Lines before the one containing "of the boot" are excluded; print that line and every line after it through the end of the material below, exactly.
═══ DATA IN THIS EXERCISE
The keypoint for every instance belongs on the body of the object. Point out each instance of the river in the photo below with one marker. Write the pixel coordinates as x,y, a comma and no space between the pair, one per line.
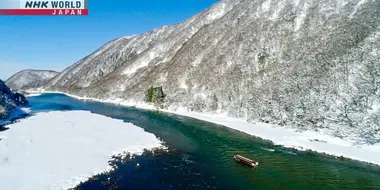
200,156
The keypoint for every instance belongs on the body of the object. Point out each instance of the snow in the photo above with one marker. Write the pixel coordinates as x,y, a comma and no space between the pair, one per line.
288,137
33,94
58,150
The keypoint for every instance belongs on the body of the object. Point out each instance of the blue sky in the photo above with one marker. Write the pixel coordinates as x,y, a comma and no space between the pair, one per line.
47,42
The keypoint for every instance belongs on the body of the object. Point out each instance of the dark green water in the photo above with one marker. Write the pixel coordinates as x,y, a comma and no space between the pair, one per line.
201,154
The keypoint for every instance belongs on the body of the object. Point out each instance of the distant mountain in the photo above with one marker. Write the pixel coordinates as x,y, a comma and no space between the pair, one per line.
9,100
29,78
311,64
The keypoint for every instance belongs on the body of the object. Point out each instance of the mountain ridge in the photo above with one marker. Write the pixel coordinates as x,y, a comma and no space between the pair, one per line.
307,64
29,78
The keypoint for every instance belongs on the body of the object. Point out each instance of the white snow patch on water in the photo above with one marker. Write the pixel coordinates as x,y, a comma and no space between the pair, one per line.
33,94
285,136
58,150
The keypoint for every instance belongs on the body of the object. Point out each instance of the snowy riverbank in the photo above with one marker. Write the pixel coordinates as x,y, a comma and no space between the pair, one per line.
58,150
288,137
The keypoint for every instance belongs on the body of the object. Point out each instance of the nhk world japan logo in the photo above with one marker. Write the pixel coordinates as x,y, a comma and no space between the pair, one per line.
44,7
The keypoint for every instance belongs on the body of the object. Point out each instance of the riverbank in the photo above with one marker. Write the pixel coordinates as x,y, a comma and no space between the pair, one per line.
59,150
285,136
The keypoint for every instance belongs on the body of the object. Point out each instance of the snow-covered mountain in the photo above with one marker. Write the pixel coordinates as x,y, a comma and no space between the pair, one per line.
29,78
312,64
9,100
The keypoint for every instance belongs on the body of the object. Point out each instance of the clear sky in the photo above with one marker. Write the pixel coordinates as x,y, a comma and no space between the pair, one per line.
47,42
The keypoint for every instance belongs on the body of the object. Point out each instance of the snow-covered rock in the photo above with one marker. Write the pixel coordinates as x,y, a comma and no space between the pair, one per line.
29,78
311,64
9,100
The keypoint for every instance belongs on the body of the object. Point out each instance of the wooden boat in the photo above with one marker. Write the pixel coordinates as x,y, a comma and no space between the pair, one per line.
245,161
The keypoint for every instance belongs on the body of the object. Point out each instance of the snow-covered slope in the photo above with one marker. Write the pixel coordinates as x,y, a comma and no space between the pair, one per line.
28,78
311,64
9,100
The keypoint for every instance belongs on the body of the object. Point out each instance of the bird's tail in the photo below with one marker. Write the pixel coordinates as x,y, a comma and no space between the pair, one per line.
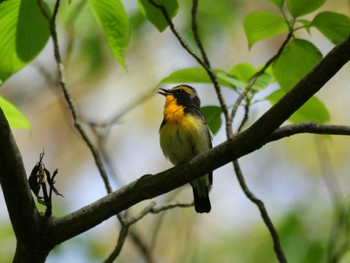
201,204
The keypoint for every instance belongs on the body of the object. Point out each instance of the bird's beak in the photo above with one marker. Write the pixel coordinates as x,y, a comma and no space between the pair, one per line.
164,92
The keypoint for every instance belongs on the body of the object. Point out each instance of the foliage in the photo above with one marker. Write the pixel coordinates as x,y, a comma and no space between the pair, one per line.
250,84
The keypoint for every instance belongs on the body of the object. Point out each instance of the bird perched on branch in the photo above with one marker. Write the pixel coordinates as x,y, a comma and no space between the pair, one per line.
184,134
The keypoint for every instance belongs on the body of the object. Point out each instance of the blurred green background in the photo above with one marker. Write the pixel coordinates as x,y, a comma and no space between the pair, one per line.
302,180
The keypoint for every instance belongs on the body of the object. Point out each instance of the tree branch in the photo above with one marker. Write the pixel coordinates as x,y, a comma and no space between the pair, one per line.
66,94
24,216
253,138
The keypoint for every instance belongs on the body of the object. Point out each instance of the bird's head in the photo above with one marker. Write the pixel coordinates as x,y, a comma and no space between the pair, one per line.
185,95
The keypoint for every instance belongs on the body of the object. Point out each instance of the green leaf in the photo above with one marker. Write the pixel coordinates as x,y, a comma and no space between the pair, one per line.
113,19
336,27
302,7
312,110
261,25
243,71
212,115
14,116
23,34
190,75
240,75
297,59
278,3
155,16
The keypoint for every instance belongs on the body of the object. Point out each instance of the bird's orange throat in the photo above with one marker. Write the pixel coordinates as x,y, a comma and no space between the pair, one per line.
173,112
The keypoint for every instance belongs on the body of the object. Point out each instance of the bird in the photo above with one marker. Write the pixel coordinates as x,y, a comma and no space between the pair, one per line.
184,134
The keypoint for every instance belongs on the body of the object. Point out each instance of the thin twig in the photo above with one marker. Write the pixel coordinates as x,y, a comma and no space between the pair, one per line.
124,231
64,88
256,76
276,242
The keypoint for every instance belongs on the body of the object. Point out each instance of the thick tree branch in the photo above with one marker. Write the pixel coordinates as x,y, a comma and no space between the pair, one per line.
308,127
253,138
24,216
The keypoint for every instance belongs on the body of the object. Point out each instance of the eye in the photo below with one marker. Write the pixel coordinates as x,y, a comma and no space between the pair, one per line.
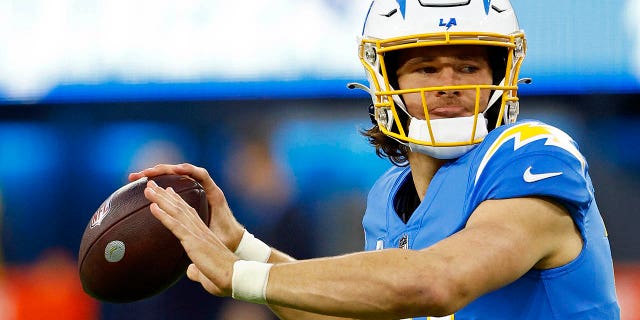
469,69
428,69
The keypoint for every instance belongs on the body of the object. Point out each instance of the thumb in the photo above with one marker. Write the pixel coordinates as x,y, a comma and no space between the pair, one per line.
194,274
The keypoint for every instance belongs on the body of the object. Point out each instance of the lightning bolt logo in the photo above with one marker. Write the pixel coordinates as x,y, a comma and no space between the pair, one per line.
487,6
526,133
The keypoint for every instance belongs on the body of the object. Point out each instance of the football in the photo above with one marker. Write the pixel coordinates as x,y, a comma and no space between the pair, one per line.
126,254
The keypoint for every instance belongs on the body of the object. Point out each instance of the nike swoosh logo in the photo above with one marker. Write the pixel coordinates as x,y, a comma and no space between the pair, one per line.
533,177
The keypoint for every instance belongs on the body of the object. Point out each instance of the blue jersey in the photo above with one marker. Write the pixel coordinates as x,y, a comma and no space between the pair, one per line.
520,160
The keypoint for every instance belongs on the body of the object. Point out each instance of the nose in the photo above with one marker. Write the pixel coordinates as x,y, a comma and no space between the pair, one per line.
448,77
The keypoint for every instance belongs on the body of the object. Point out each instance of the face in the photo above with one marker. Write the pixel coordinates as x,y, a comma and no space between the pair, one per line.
444,66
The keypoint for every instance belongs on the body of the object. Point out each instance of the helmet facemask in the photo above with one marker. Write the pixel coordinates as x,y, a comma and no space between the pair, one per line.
474,24
391,114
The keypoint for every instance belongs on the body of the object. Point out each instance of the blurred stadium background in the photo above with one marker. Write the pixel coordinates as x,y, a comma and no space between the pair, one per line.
255,92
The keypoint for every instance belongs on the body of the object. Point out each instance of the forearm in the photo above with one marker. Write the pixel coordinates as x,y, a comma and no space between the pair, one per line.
363,285
285,313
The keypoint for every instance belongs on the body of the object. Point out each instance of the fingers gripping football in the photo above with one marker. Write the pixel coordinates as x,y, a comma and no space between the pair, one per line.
213,260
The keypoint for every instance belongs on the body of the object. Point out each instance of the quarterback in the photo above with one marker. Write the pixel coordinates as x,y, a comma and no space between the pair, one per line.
480,216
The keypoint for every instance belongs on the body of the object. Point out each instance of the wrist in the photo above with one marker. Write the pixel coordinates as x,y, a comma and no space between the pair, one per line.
251,248
249,281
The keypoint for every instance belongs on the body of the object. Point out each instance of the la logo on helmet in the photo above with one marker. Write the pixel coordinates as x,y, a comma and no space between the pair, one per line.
452,22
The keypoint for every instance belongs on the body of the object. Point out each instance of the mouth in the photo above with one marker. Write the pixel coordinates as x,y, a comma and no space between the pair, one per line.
453,111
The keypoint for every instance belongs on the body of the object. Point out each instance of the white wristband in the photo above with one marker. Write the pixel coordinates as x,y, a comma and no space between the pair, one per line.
252,248
249,281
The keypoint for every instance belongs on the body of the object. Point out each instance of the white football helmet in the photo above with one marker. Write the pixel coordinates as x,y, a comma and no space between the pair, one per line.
401,24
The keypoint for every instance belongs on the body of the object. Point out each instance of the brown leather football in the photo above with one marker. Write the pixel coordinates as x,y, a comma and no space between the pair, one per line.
126,254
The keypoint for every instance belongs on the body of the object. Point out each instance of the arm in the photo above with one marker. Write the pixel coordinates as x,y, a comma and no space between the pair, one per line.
502,241
224,225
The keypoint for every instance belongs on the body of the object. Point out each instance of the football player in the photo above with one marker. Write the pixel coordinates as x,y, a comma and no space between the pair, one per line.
480,216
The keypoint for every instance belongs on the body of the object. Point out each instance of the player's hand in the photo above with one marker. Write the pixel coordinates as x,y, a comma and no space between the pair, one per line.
212,261
223,223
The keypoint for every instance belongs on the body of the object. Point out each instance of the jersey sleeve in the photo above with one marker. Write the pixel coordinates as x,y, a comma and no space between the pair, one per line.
534,160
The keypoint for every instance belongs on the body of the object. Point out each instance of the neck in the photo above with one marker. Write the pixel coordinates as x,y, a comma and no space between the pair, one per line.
423,168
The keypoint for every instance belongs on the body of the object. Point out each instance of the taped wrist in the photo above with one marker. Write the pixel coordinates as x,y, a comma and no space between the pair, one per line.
249,281
252,248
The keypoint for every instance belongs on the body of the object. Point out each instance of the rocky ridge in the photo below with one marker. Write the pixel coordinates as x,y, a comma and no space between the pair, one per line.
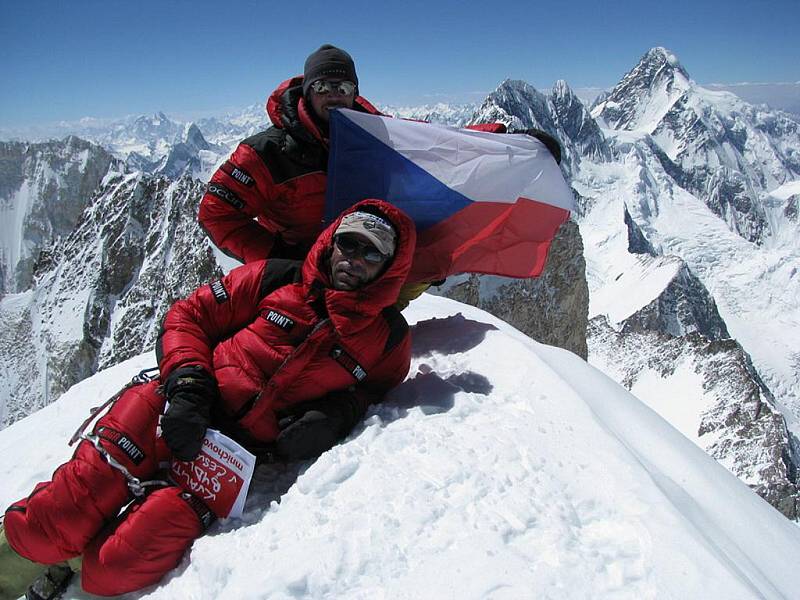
100,295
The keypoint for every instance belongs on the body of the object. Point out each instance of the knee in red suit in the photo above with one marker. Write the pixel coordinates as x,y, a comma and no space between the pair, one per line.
61,516
57,521
128,430
147,542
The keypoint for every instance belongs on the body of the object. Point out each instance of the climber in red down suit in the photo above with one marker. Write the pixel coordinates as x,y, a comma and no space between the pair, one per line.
280,355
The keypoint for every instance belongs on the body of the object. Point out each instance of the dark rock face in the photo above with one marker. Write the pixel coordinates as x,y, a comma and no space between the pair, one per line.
552,309
792,207
684,307
583,136
136,249
730,197
738,423
46,187
520,106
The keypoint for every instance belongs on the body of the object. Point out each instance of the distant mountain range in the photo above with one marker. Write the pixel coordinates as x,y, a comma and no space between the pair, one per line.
679,277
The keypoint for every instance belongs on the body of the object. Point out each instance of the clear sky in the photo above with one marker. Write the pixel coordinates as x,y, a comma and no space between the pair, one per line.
70,59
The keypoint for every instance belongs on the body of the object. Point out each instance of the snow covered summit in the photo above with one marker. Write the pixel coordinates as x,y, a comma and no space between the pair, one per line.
500,469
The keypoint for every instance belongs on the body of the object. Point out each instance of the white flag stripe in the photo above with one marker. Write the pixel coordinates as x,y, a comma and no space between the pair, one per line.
481,166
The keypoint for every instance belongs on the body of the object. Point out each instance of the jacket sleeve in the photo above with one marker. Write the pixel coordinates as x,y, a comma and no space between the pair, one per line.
390,371
311,428
239,191
194,325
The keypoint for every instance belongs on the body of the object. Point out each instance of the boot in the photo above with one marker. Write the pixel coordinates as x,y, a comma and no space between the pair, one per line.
51,584
16,572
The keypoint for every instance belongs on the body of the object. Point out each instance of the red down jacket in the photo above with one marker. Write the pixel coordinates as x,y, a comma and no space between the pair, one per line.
270,350
279,177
══════
### CORRECT RESPONSE
The keypoint for every instance belongs on the body of the object. Point out each instance of the boot in the photo above with one marker. Write the pixel coordinates as x,y, a comma and no space between the pair, one per line.
51,584
16,572
The keypoint for every instance belongs on the body of the object. Point out each instance of the red down jacket in the photo above with one marker. Write the pixel coordinates as x,y, a comma and no space between the pair, one per line.
270,350
279,177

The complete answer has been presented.